Salzburg Architecture

Modern architecture in Salzburg. The Mozart City presents itself in the usual classy, yet surprisingly modern way with outstanding modern architecture

When thinking about architecture in Salzburg, the charming combination of Italian Baroque and scenic Alpine landscape usually comes to mind, in short: the enchanting ensemble of the historic city centre of Salzburg, the first location in Austria (together with Schönbrunn Castle in Vienna) to be declared a UNESCO World Heritage site in 1997. The fact that exciting modern architecture, both by international and Austrian architects, can also be found in Salzburg appears to be lesser known. One has to look out for the glass-steel constructions and bold architectural forms, the creative building concepts and solutions. The city by the river Salzach promises extraordinary discoveries in this respect.

Modern architecture from kindergarten to power plant

Besides impressive cultural buildings, such as the Museum of Modern Art by architects Friedrich/Hoff/Zwink (Munich) located at Mönchsberg or the new Mozarteum by Robert Rechenauer, there are also buildings with very different uses, among them the kindergarten Gebirgsjägerplatz or the Makartsteg (bridge) over the Salzach – both planned by architects Sailer & Lang from Salzburg, the power plant Mitte by Bétrix & Consolascio and Eric Maier (Zurich), the imposing car showroom Mercedes Pappas planned by kadawittfeldarchitektur (Aachen), the unusual shopping centre Europark Salzburg by Italian star architect Massimiliano Fuksas and last but not least the Hangar-7 at the airport, a spectacular building by Salzburg architect Volkmar Burgstaller.

Up on the hill: The Museum of Modern Art

Since 2004, the MdM Mönchsberg has been located above the rooftops of the Old City on the edge of the steep Mönchsberg cliff, sixty meters above Anton Neumayr Square. The entire outer facade was lined with local Untersberg marble, separated by vertical joints. In addition to its contribution to the building’s air conditioning system, this can also be interpreted as a reference to the city of Salzburg: the chords of certain arias from Mozart’s opera Don Giovanni were written on the façade in rhythmically positioned slots using a computer program. The museum’s interior, offering a spacious 2,300 m2 setting for modern/purist art, accommodates exhibitions from the 20th and 21st centuries.

## [JOB A]
In the records, take the part that opens with the line containing "Put a dot on each instance of the blue" and runs through the end of the records. Write out every line of that part again, shifting each coordinate value in the answers up by 140 and leaving all other wording as it is.
The article on Salzburg architecture and the records after it are unrelated material.

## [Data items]
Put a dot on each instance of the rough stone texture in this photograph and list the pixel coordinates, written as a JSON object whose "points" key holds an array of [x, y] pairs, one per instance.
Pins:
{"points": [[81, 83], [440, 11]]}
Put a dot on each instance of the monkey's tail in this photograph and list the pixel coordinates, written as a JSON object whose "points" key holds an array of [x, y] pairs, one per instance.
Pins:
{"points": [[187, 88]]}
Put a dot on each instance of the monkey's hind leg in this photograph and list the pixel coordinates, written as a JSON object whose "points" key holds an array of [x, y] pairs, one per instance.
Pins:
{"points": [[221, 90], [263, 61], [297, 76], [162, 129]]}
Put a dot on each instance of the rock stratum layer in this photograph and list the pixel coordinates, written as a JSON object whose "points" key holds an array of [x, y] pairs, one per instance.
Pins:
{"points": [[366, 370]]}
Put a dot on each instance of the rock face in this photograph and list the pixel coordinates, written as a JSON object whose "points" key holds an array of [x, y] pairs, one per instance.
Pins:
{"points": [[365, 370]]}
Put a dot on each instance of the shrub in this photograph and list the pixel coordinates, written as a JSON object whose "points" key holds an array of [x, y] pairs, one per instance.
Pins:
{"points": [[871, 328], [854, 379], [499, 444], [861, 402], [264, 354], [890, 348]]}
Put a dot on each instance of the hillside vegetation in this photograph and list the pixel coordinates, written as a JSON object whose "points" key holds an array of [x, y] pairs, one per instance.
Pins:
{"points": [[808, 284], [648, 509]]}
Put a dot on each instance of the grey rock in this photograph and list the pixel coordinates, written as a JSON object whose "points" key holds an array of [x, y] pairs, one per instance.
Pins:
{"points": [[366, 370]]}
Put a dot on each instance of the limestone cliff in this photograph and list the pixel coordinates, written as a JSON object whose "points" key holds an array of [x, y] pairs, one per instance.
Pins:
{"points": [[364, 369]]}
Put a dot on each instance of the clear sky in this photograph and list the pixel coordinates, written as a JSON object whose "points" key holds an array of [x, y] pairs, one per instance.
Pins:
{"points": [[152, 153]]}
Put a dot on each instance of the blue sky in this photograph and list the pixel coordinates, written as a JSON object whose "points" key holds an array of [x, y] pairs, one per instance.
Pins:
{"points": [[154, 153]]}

## [JOB B]
Summarize the article on modern architecture in Salzburg in two sentences.

## [WORKED SOLUTION A]
Put a dot on each instance of the blue sky in this photograph and list the pixel coordinates, written as a JSON object whose "points" key holds an array of [x, y] pairs, one per instance.
Pins:
{"points": [[294, 293]]}

## [WORKED SOLUTION B]
Although Salzburg is best known for its Baroque historic center, which was declared a UNESCO World Heritage site in 1997, the city also has exciting modern architecture by international and Austrian architects. Its buildings range from a kindergarten, a bridge, a power plant and Hangar-7 to the Museum of Modern Art on the Mönchsberg, which opened in 2004 with a façade of Untersberg marble and shows 20th- and 21st-century art.